Выбранный отрывок ->
Серен Обю Кьеркегор
Понятие страха.
Выдающийся датский мыслитель Сёрен Кьеркегор (1813-1855) может бесспорно считаться предтечей экзистенциального философствования; кроме того, его идеи оказали непосредственное влияние на «диалектическую теологию» Карла Барта, на философскую антропологию, персонализм и другие течения, где акцент переносится на личное присвоение некой истины, на напряженное, личностное переживание и конструирование смыслов. Трактат «Понятие страха» опубликован Кьеркегором в 1844 г. под псевдонимом Вигилий Хауфниенсий. Этот психологический очерк целиком посвящен проблеме первородного греха, лежащего в основе страха. Кьеркегор был первым философом, разграничившим «страх-боязнь» (Frygt), то есть страх, которому мы можем найти конкретную причину, и мучительный, сосущий человека изнутри страх-головокружение (Angest), — страх перед Ничто, лишенный рациональных объяснений. Несмотря на кажущуюся псевдонаучную форму, сам Кьеркегор относил «Понятие страха» к числу своих «легкомысленных произведений». Пожалуй, здесь впервые в новейшей теологической литературе подробно рассмотрена проблема чувственности, эротики и сексуальности с позиции христианской догматики. Издание адресовано преподавателям и учащимся, богословам, философам и культурологам; оно будет интересно историкам европейской культуры и религиозной мысли, а также более широкому кругу читателей — любителей и истинных ценителей философской эссеистики.
Сёрен Кьеркегор
ПОНЯТИЕ СТРАХА
Простое, психологически намеченное размышление
в направлении догматической проблемы первородного греха
Написано Вигилием Хауфниенсием
Пер. и комм. Н.В. Исаевой, С.А. Исаева
Источник.: Кьеркегор С. Страх и трепет. М.: Республика, 1993. С. 115-248.
Время различений прошло, оно побеждено
системой. Тот, кто в наши дни еще любит
проводить различия, является эксцентриком,
чья душа прикована к чему-то давно
исчезнувшему. Но пусть это так, Сократ все
равно остается простым мудрецом, каким
он в действительности и был, благодаря
необычному различению, которое он выразил
и осуществил, благодаря чему-то, что две
тысячи лет спустя впервые с восхищением
повторил только эксцентрик Гаманн:
«Coкрат был велик потому, что он различал
между тем, что он понимал, и тем, чего он
не понимал».
Покойному профессору Поулю Мартину Меллеру,
счастливому любителю греческой культуры,
поклоннику Гомера, со-мысленнику Сократа,
переводчику Аристотеля, тому, кто
в своей «радости о Дании» является
радостью Дании, кто, хотя и «много
путешествовал», всегда «мыслями оставался
в датском лете», тому, кем я восхищаюсь,
тому, кого мне недостает,
посвящено это произведение.

Записи набора данных ->
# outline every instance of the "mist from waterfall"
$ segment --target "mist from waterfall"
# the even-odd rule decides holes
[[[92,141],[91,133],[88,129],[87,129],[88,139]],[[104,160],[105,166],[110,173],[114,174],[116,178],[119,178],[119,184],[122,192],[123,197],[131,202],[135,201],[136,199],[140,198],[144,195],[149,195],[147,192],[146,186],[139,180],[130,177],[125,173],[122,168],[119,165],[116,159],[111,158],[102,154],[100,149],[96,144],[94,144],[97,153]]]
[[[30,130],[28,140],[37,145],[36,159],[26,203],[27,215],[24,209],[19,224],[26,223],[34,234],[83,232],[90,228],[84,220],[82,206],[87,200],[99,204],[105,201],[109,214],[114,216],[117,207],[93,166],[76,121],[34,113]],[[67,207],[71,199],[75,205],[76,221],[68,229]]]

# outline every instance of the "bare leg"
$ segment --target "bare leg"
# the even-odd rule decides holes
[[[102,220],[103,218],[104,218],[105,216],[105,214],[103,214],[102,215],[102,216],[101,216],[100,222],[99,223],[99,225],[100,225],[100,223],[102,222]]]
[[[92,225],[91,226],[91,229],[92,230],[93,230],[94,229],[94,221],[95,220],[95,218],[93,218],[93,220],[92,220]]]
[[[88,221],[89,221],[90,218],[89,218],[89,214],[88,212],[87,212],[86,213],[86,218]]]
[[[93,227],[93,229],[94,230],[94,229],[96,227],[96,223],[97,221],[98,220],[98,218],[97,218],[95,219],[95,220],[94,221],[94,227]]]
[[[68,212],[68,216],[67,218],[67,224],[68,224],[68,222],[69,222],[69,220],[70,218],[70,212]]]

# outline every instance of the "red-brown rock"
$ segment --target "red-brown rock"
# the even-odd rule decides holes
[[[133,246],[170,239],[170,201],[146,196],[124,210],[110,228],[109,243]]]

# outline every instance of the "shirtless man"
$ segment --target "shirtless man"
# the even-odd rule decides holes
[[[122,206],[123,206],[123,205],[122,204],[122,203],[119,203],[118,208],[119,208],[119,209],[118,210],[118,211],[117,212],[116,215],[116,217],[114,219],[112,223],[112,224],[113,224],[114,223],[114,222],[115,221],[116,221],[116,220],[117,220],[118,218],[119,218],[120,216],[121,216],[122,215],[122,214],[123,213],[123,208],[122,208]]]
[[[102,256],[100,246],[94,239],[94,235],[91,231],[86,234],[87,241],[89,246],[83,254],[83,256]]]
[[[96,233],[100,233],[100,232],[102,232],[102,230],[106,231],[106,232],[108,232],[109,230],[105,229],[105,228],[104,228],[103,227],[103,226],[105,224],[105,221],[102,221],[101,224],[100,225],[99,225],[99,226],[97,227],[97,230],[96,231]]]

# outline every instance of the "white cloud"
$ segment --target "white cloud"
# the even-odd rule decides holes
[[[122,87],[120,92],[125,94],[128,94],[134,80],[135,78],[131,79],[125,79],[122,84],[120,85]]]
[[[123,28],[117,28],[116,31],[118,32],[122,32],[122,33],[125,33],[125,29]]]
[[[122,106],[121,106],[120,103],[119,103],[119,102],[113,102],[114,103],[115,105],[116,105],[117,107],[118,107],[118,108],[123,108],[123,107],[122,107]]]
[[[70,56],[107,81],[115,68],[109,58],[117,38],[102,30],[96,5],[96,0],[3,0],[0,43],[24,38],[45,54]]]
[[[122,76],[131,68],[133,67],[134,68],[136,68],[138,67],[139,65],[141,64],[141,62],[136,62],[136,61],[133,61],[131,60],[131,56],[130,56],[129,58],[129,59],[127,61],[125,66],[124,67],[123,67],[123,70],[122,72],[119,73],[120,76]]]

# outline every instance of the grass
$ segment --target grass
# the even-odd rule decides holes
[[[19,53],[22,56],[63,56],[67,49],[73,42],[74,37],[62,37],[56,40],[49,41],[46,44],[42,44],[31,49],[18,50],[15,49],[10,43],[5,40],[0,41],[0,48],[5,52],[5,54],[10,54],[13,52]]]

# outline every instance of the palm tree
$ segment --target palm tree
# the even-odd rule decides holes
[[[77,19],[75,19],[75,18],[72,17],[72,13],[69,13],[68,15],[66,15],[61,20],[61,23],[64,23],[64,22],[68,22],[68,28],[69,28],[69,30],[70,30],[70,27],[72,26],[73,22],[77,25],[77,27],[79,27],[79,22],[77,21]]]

Задание ->
Ответьте, пожалуйста, на вопросы по отрывку о трактате Кьеркегора «Понятие страха»:
(a) В каком году трактат был опубликован?
(b) Кому посвящено это произведение?
(c) Кто, по словам отрывка, спустя две тысячи лет впервые с восхищением повторил различение Сократа?
Список к этому заданию отношения не имеет.

Ожидаемый ответ ->
(a) В 1844 году.
(b) Покойному профессору Поулю Мартину Меллеру.
(c) Эксцентрик Гаманн.